Goal of the exercise — In the art-practice journal excerpt, which module's sketchbook holds the research on Tabitha Rezaire?
-------- Excerpt --------
I have been looking again at the video work of Tabitha Rezaire, which touches on quite a few of the areas I have been exploring and am interested in; yoga and holistic health, feminism, natural femininity and body hair, healing our technologies, healing as activism and resistance. She “advocates for the possibility of nurturing a ‘mind-body-spirit-techno consciousness’ that counters our current state of disconnection.” From the
GOODMAN GALLERY JOHANNESBURG website. Exhibition- EXOTIC TRADE – TABITA REZAIRE 18 MAY – 17 APRIL 2017
I like the unapologetic, over the top, cosmic/spiritual/healing vibes, expressed through the almost crass, garish, digital format. It’s not coming from quite the same place, but I like a lot of what she has to say and the way she expresses it, on the whole. I think she manages to express herself without sounding self-righteous and lecturey, which are areas I feel I sometimes stray into if I am not careful.
It makes me wonder whether I might not try to use more humour in my work. More irony. Poke fun at myself. Poke fun at the ‘quacks’, the ‘conspirist’s’. Poke fun at the ‘experts’, the politicians, the self-righteous, the rule makers, the fear mongers’, the media. Stop trying to convert people.
I am struggling with keeping the work for my two modules separate, as one is film and the other the more general Creative and Professional Practice. The same work can’t be submitted for both, but there will definitely be crossovers with my ideas. And I want to use film in both modules, as making films, kicks off ideas for other mediums and has come an important part of my creative process. I am now trying to keep separate sketchbooks for each module, though I started in the same one and for example which sketch book do I put my research on Tabitah Rezaire in? I have opted for the professional practice one, but she’s going to be an influence on the film in the other module too. It feels like a very unintuitive and unnatural way to work for me.
I have also been looking at John Paul Bourdier’s Body as landscape work, in which he photographs painted bodies in the landscape. They are visually very exciting and are giving me ideas for painting and performance work. Also, Patty Chang’s Melons and Shaving performance pieces.
Other ideas I have worked on over the summer, or am just starting to think about include; Gossip Generator, coded narrative explored in various media, a performance piece where I make clay warts and lumps on my body and then cut them off, in a sort of ritual that deals with recognising anger as physical manifestations and symptoms and a documentary about my Dad and the fire and our rebuilding at Coldhome, which I have been thinking about for a while.
Books I have borrowed from the library are; Tell them I said no – Martin Herbert; Animals – Filipa Ramos; 25 Years of contemporary art in Scotland – Moira Jeffrey and Duty Free Art – Hito Steyerl.
-------- Given entries --------
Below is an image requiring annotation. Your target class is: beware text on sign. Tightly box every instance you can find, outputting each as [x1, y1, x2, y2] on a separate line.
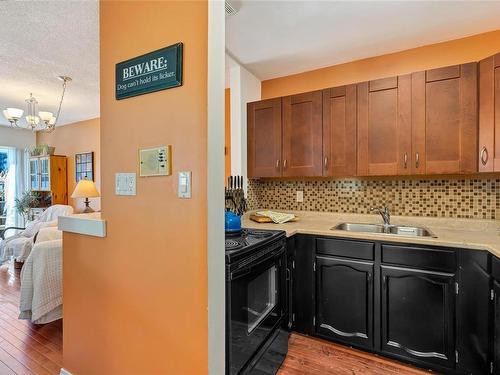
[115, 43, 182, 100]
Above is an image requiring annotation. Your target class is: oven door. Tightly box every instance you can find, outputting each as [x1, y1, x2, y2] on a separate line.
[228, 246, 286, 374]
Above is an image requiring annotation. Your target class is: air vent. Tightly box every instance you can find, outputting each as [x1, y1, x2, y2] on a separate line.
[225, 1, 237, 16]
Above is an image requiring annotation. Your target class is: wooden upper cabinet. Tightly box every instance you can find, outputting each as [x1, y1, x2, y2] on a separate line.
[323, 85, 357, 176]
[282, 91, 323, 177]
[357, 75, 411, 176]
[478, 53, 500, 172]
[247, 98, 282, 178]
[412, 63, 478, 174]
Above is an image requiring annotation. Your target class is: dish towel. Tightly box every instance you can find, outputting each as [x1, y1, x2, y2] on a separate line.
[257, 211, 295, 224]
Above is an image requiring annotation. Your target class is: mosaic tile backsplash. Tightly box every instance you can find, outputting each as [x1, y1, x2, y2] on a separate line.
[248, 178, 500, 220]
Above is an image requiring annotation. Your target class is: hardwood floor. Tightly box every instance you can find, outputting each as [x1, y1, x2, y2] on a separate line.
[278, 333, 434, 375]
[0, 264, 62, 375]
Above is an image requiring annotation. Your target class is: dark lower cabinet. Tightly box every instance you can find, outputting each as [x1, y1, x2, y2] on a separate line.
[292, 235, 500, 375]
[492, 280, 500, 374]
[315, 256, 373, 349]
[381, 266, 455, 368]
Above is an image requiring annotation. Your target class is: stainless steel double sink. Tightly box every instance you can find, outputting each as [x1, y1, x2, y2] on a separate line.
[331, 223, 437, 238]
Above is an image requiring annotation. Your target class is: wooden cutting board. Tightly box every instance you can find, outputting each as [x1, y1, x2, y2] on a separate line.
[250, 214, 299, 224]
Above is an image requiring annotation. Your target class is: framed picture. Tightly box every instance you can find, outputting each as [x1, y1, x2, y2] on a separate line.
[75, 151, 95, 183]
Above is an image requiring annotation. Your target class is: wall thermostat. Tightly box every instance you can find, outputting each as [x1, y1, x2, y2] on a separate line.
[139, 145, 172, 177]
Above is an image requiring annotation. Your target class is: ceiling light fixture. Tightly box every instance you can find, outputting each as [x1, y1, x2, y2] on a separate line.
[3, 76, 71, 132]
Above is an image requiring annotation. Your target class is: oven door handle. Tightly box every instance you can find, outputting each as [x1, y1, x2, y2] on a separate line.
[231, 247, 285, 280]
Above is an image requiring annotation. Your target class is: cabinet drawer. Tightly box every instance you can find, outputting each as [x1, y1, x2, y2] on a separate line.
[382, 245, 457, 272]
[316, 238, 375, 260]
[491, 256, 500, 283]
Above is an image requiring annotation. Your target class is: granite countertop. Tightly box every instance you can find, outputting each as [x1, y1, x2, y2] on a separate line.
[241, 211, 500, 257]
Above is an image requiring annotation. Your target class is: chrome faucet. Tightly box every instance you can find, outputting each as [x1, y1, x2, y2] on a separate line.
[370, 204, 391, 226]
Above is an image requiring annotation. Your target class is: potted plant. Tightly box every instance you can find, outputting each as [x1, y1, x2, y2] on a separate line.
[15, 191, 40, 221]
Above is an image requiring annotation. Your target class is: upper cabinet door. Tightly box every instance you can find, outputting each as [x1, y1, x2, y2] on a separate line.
--------
Response to the task — The professional practice sketchbook.